▶ **Work to do**:
Please put the part that opens with the line containing "Per instance of the silver" and closes with the line containing "(1274, 528)", both of those lines included, into a JSON list of strings with one string per line and blank lines left out. Give only that part.
+ + + + + + +
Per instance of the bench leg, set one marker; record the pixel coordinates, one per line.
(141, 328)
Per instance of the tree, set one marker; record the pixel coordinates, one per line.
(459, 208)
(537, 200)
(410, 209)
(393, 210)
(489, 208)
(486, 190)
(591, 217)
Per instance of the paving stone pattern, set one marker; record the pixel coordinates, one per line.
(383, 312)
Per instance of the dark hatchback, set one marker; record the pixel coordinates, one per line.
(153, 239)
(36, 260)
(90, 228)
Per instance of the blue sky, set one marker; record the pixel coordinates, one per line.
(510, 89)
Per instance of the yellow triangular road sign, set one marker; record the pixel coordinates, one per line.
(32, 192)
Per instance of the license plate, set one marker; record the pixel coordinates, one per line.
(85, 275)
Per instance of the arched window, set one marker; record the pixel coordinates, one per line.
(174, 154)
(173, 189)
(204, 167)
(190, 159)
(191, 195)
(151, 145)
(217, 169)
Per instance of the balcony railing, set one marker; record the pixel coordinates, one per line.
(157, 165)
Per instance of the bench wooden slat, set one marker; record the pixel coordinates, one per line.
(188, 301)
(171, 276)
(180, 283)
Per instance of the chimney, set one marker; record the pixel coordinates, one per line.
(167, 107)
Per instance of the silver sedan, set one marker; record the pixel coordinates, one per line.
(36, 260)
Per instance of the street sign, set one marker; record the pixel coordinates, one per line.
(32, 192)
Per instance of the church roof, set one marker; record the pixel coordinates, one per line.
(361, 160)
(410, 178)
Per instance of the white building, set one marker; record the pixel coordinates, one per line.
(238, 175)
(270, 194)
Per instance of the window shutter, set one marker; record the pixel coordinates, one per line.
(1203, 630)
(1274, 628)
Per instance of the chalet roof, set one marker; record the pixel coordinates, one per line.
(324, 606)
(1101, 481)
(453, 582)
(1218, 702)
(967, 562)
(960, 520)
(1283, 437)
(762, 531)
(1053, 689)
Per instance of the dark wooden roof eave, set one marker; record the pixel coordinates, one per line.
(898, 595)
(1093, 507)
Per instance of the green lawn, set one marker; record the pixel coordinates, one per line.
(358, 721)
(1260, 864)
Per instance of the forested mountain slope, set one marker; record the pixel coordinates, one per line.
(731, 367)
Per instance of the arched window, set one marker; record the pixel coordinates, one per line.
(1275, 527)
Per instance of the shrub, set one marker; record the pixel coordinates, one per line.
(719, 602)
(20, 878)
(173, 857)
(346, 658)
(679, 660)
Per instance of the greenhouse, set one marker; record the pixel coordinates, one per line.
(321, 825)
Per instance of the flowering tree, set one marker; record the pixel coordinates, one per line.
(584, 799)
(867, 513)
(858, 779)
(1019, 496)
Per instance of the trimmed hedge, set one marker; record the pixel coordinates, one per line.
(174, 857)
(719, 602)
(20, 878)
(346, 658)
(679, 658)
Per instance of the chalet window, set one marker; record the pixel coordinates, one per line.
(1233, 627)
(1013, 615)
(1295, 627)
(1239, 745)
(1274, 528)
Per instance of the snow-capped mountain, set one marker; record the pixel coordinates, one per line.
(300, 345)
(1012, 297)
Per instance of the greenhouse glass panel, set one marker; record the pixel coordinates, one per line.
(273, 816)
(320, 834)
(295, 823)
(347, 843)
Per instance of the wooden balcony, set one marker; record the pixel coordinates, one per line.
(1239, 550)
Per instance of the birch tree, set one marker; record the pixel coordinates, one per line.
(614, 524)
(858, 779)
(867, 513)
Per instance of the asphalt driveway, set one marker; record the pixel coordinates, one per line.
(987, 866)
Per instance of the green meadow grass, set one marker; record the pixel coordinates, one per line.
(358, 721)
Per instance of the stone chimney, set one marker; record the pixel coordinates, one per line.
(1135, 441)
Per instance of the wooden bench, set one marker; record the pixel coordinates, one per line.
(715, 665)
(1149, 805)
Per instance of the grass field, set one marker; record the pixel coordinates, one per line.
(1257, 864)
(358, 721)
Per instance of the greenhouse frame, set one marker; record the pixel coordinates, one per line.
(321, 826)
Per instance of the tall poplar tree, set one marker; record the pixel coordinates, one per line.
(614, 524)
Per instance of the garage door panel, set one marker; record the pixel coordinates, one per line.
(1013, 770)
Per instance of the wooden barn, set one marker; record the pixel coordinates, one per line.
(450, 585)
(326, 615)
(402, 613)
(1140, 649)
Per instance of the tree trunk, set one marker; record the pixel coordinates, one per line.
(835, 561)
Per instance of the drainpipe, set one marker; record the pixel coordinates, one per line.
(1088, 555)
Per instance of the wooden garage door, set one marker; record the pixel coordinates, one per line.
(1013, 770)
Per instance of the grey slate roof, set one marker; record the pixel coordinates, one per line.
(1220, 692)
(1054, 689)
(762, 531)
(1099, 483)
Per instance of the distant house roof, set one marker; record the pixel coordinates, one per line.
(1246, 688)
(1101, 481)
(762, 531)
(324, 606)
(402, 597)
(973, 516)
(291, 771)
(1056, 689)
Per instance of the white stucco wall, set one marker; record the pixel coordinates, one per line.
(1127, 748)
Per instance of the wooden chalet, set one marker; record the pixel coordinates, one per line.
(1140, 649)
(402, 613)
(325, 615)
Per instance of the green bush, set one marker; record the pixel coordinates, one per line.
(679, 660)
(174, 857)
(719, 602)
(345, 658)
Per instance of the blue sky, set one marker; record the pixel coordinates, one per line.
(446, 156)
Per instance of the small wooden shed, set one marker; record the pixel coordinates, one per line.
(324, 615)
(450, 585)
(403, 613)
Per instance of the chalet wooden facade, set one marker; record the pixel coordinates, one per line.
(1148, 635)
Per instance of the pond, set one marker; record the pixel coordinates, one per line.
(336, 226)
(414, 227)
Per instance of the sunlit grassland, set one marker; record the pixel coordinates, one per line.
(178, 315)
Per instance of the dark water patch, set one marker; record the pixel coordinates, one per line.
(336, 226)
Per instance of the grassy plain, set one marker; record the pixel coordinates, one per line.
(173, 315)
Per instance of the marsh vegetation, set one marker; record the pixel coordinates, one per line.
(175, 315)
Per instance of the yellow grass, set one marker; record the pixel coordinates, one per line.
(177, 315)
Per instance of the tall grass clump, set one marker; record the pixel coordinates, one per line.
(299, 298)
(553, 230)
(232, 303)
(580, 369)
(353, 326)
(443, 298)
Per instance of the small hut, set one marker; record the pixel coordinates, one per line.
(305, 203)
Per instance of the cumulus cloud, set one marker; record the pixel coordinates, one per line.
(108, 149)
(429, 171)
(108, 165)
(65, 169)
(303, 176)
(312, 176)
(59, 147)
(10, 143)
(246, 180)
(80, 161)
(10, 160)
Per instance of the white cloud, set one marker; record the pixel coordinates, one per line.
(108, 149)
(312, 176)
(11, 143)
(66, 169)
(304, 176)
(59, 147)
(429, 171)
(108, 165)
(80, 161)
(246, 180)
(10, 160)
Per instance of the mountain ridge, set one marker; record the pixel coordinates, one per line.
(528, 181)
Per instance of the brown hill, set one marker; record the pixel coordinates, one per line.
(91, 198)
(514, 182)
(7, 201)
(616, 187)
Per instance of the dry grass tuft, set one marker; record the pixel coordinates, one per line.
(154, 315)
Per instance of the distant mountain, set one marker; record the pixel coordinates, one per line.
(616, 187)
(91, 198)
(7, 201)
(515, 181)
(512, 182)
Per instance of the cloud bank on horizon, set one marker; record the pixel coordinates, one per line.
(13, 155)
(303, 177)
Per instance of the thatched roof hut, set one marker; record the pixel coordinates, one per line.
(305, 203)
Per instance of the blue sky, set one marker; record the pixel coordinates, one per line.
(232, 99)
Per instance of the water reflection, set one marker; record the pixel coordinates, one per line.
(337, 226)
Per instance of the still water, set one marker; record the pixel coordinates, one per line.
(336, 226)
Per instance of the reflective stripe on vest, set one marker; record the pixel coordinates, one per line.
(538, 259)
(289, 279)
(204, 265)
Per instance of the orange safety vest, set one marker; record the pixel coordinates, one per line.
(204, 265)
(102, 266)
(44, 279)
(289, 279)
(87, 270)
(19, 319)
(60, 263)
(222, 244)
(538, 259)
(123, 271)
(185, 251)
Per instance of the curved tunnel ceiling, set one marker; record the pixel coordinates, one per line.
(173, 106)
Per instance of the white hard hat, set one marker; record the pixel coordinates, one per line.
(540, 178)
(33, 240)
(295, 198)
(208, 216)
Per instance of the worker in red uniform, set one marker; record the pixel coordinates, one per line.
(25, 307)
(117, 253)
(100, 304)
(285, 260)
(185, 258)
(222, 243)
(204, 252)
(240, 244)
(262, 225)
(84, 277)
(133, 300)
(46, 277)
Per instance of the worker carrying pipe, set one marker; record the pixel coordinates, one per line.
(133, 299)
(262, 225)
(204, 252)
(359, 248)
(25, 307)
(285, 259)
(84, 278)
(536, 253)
+ + + + + + +
▶ **Expected answer**:
[
  "Per instance of the silver sedan, set one marker; record the pixel coordinates, one per line.",
  "(36, 260)",
  "Per instance of the street sign, set one marker; record the pixel coordinates, one per line.",
  "(32, 192)",
  "Per instance of the church roof, set one marker; record the pixel coordinates, one per line.",
  "(361, 160)",
  "(410, 178)",
  "Per instance of the white building, set one marker; record the pixel coordinates, one per line.",
  "(238, 175)",
  "(270, 194)",
  "Per instance of the window shutter, set one marker; record the pixel coordinates, one per line.",
  "(1203, 630)",
  "(1274, 628)",
  "Per instance of the chalet roof, set one marker; record the pixel coordinates, one per line.",
  "(324, 606)",
  "(1101, 481)",
  "(453, 582)",
  "(1218, 702)",
  "(967, 562)",
  "(960, 520)",
  "(1283, 437)",
  "(762, 531)",
  "(1053, 689)",
  "Per instance of the dark wooden roof eave, set one marker; record the pixel coordinates, one per line.",
  "(898, 595)",
  "(1093, 507)",
  "Per instance of the green lawn, set one marker; record the pixel coordinates, one per line.",
  "(358, 721)",
  "(1260, 864)",
  "Per instance of the forested mountain slope, set one marker; record the pixel coordinates, one per line.",
  "(731, 367)",
  "Per instance of the arched window, set one marker; record the pixel coordinates, one per line.",
  "(1275, 527)",
  "Per instance of the shrub, set one marker; record the pixel coordinates, one per line.",
  "(719, 602)",
  "(20, 878)",
  "(173, 857)",
  "(346, 658)",
  "(679, 660)",
  "Per instance of the greenhouse, set one marker; record the pixel coordinates, one per line.",
  "(321, 825)",
  "Per instance of the flowering tree, set one marker; record the pixel coordinates, one per line.",
  "(584, 799)",
  "(867, 513)",
  "(858, 779)",
  "(1019, 496)",
  "Per instance of the trimmed hedge, set one marker; record the pixel coordinates, one per line.",
  "(174, 857)",
  "(719, 602)",
  "(20, 878)",
  "(346, 658)",
  "(679, 658)",
  "Per instance of the chalet window, set one marker; record the pixel coordinates, one per line.",
  "(1233, 627)",
  "(1013, 615)",
  "(1295, 627)",
  "(1239, 745)",
  "(1274, 528)"
]